RECORDS TO PROCESS >>
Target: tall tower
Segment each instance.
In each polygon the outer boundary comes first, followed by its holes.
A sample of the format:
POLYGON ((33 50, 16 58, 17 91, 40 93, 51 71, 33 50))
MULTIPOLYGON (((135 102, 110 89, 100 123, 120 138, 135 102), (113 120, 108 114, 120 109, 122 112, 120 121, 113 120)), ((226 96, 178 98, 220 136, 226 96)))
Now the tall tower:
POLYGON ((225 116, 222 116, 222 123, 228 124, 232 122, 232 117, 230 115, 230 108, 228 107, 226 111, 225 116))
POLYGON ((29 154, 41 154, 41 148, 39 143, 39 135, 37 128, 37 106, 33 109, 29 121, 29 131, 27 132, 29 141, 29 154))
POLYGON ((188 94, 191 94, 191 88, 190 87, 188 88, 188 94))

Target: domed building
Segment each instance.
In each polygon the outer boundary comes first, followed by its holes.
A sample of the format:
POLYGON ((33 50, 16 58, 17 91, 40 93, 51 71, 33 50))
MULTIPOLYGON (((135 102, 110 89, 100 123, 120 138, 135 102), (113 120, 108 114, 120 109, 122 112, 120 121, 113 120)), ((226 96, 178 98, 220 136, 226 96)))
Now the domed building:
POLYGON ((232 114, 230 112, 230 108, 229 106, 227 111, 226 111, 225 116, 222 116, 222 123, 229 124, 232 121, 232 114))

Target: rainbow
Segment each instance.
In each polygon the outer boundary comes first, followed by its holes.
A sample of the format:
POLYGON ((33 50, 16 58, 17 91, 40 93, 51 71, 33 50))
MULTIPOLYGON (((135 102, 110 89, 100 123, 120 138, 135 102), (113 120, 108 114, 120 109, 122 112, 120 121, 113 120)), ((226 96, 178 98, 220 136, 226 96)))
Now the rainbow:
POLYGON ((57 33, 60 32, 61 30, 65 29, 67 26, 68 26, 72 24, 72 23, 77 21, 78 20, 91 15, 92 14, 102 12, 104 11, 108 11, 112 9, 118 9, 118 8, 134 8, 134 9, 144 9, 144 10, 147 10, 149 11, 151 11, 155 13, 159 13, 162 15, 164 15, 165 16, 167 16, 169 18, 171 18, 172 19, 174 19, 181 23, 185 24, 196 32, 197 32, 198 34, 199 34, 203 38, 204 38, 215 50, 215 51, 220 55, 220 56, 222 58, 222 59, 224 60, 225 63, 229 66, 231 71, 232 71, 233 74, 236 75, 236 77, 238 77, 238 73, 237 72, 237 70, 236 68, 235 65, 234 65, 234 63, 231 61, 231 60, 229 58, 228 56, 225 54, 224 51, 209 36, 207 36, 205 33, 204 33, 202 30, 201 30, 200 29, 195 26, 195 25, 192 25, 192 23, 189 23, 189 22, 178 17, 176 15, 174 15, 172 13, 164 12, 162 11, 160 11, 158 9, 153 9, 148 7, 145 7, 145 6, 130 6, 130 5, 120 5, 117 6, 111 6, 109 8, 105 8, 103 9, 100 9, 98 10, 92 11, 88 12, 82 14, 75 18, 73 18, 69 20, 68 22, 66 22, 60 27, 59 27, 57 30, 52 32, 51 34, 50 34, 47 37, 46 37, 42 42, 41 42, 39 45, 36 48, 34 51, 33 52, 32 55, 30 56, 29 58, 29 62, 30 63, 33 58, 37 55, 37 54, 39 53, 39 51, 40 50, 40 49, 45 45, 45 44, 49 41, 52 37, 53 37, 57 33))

JOB >>
Show each line from the entries above that contains the word "building".

RIGHT ANSWER >>
Target: domed building
Now the domed building:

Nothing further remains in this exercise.